* [Do this]
Transcribe the records below exactly as they appear.

____ Dataset rows

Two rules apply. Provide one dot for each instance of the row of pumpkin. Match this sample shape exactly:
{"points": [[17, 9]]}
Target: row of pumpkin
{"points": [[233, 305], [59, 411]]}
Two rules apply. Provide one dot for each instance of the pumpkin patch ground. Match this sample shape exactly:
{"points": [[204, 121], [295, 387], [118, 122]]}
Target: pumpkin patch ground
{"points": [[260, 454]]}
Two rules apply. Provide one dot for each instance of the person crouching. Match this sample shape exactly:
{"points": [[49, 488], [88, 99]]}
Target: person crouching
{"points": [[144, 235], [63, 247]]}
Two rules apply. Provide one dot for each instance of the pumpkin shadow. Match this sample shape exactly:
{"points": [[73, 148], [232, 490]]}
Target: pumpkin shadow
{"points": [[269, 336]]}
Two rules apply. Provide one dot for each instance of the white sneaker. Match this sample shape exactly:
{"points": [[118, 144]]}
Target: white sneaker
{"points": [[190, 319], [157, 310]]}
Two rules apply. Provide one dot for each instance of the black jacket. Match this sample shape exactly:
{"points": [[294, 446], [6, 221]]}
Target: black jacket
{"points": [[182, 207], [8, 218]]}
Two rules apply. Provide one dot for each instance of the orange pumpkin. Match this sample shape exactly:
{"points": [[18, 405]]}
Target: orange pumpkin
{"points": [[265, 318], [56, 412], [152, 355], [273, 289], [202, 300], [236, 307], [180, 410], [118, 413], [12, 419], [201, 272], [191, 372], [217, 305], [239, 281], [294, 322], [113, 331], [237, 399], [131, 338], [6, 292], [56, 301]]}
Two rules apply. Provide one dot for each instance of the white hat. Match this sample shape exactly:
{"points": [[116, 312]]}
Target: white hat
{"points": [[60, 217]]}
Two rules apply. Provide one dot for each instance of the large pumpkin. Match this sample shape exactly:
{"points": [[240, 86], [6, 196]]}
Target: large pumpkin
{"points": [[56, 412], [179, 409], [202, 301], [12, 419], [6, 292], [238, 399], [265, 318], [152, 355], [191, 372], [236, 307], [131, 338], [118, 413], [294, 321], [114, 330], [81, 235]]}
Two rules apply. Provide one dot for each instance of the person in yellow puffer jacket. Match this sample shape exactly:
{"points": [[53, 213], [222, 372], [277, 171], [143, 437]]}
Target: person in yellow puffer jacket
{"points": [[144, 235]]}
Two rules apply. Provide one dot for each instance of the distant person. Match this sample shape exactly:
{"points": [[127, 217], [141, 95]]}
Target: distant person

________

* [Response to this exercise]
Two rules apply. Provide one dot for each instance of the row of pumpkin. Match this sample shape exactly:
{"points": [[17, 9]]}
Target: row of pumpkin
{"points": [[233, 305], [59, 411]]}
Two rules apply. Provide one dot for each instance of the pumpkin patch ground. Match this sample shape exactly:
{"points": [[204, 121], [295, 387], [118, 122]]}
Target: pumpkin patch ground
{"points": [[260, 454]]}
Two rules apply. Provide one dot for each instance of the person crouching. Match this sample shape exactly:
{"points": [[49, 488], [88, 99]]}
Target: person crouching
{"points": [[144, 235], [63, 247]]}
Two rules apply. Provide one dot for each instance of the pumpkin shadow. Match this sample shape exactly:
{"points": [[73, 148], [232, 490]]}
Target: pumpkin shadow
{"points": [[269, 336]]}
Two rules apply. Provide one dot for each instance of the white sneaker. Match this sample shape exactly:
{"points": [[118, 144]]}
Target: white sneaker
{"points": [[190, 319], [157, 310]]}
Two rules apply. Provide one dot for each instance of the black jacket. Match this sample shape exactly:
{"points": [[294, 446], [6, 221]]}
Target: black jacket
{"points": [[182, 207], [8, 218]]}
Two rules apply. Provide one dot for each instance of the orange pumpkin. Match this sample shape exactly:
{"points": [[18, 405]]}
Target: orange pumpkin
{"points": [[265, 318], [56, 412], [152, 355], [273, 289], [202, 300], [236, 307], [180, 410], [118, 413], [12, 419], [201, 272], [191, 372], [217, 305], [239, 281], [294, 322], [113, 331], [237, 399], [131, 338], [6, 292], [56, 301]]}
Two rules apply. Provide one dot for each instance of the white hat. Match this sample shape exactly:
{"points": [[116, 312]]}
Target: white hat
{"points": [[60, 217]]}
Two rules apply. Provide one dot for each instance of the large pumpkin. Match this sample shape exactly:
{"points": [[240, 86], [6, 196]]}
Target: large pumpkin
{"points": [[56, 412], [179, 409], [202, 301], [12, 419], [6, 292], [238, 399], [265, 318], [152, 355], [191, 372], [236, 307], [131, 338], [118, 413], [294, 321], [114, 330], [81, 235]]}
Two rules apply. Provide one dot for each instance of the person in yellow puffer jacket. Match this sample shape exactly:
{"points": [[53, 213], [222, 372], [277, 171], [143, 437]]}
Target: person in yellow puffer jacket
{"points": [[144, 235]]}
Two rules apply. Provide one dot for each instance of the distant person. Match this sample shape exactly:
{"points": [[127, 217], [141, 95]]}
Target: distant person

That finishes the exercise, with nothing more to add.